### DATA FOR THIS TASK
════════════════

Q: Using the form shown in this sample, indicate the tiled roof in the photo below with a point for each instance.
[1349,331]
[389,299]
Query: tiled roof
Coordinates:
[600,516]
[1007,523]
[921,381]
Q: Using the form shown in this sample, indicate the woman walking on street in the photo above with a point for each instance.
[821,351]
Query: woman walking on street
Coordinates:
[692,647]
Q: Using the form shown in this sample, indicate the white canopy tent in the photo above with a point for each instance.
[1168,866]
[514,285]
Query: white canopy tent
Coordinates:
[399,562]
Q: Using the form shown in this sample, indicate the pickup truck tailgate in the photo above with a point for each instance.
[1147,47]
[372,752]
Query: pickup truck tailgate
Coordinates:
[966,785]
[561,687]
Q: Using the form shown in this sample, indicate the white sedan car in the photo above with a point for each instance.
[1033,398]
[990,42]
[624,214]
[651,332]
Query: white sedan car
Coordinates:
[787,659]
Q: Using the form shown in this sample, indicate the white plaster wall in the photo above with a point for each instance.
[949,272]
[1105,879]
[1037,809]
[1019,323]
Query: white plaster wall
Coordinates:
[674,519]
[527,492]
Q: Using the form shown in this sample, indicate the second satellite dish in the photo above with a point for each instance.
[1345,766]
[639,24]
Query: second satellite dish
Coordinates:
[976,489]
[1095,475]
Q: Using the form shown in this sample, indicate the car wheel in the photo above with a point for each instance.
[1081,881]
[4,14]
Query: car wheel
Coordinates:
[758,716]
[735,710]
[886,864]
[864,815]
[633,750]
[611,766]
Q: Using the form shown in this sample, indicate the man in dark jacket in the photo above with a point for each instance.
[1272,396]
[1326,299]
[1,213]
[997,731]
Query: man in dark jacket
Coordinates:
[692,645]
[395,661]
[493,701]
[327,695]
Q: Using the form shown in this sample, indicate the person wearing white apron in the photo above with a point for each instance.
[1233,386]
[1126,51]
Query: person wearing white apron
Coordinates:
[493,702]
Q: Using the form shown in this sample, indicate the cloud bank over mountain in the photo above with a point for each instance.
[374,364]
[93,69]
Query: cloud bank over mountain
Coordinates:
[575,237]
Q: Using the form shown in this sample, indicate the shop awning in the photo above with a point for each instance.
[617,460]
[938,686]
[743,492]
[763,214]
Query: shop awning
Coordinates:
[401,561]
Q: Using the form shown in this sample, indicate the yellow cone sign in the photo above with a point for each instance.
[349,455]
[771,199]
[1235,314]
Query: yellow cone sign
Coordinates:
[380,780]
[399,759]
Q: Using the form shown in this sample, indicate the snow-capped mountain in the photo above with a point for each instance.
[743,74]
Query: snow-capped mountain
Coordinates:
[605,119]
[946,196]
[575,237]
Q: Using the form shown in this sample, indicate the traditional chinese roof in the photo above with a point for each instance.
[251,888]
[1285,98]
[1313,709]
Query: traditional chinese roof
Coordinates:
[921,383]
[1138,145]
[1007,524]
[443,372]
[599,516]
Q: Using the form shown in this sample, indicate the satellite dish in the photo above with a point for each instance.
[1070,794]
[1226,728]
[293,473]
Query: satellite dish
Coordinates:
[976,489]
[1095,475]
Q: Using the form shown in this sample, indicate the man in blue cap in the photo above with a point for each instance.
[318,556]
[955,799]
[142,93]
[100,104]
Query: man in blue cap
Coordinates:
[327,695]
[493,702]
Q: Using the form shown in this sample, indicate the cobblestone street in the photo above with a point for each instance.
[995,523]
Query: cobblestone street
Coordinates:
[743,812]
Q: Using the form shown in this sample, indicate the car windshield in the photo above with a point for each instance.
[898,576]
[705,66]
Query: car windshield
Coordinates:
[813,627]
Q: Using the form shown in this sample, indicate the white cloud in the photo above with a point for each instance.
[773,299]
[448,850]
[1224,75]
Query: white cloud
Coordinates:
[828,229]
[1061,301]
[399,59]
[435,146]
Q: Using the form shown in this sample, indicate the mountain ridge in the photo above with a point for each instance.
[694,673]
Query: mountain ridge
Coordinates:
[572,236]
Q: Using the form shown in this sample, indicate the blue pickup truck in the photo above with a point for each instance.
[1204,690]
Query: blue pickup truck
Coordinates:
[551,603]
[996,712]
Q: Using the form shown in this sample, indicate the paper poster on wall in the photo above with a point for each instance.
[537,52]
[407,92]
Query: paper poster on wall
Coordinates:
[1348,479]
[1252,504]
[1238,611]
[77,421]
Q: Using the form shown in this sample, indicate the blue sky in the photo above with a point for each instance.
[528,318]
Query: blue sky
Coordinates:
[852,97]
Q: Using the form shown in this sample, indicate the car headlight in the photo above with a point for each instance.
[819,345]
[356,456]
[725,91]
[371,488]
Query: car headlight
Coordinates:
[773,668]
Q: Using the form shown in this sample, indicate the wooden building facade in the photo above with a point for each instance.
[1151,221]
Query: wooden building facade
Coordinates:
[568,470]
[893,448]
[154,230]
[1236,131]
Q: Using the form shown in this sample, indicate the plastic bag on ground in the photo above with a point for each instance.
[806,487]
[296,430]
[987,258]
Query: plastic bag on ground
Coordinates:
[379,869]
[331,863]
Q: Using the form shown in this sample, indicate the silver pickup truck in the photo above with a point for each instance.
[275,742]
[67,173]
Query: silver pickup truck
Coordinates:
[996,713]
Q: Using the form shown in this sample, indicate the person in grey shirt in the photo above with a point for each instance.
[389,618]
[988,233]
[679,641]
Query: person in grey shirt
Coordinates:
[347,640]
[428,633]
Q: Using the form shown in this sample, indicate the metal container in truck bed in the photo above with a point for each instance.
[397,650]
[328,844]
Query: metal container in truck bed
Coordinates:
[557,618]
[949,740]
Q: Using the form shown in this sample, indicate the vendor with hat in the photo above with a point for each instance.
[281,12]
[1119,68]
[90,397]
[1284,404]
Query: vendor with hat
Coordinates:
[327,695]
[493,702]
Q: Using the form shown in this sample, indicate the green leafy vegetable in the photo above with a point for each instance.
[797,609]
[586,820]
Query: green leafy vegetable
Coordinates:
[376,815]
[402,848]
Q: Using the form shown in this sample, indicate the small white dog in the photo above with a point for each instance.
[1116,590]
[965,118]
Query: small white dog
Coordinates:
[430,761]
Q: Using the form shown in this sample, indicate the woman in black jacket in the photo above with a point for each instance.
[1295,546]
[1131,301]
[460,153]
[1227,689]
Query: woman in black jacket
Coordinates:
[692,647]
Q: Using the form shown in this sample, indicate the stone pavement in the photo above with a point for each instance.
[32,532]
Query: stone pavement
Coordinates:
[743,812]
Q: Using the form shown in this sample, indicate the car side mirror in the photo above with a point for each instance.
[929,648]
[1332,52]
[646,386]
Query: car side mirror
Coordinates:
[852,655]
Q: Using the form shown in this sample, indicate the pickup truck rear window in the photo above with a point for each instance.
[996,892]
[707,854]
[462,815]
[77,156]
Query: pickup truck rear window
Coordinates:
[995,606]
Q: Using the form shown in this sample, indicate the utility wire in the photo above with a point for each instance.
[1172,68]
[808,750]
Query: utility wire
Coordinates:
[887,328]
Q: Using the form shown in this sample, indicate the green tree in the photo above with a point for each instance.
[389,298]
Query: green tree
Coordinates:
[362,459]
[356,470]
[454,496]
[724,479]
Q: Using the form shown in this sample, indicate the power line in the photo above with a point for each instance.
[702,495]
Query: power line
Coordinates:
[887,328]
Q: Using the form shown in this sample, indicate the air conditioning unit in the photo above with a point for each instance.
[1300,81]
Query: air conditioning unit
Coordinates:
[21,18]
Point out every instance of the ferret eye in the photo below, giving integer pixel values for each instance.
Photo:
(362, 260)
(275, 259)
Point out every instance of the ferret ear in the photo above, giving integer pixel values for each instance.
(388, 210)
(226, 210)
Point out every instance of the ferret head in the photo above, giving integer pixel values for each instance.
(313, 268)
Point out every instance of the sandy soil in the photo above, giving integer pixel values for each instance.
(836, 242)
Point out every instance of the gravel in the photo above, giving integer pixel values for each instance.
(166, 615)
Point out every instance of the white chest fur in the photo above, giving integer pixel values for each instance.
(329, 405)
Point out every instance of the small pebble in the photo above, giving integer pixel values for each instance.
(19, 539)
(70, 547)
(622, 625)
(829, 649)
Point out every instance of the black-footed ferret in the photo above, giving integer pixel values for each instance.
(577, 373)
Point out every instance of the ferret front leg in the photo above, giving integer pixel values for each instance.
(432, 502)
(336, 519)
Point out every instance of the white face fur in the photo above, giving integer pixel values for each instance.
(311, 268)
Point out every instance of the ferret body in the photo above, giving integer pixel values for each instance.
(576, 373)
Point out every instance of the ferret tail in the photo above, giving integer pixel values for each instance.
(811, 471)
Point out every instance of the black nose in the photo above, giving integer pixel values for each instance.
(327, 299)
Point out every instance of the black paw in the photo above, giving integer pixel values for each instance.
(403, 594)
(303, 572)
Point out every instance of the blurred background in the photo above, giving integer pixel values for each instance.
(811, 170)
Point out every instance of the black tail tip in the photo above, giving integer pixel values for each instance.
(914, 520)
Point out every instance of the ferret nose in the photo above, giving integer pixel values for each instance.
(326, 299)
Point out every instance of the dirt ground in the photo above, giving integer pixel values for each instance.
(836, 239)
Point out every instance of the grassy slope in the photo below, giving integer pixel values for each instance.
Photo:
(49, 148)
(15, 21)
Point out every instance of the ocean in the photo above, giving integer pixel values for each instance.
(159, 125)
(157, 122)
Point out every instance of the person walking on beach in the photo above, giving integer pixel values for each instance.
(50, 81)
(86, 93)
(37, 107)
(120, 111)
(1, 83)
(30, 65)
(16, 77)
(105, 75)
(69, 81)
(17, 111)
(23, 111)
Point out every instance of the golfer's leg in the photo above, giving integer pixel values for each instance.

════════════════

### DIRECTIONS
The reply should consist of one number, the count of lines above with the string "cloud" in them.

### SOLUTION TO THIS PROBLEM
4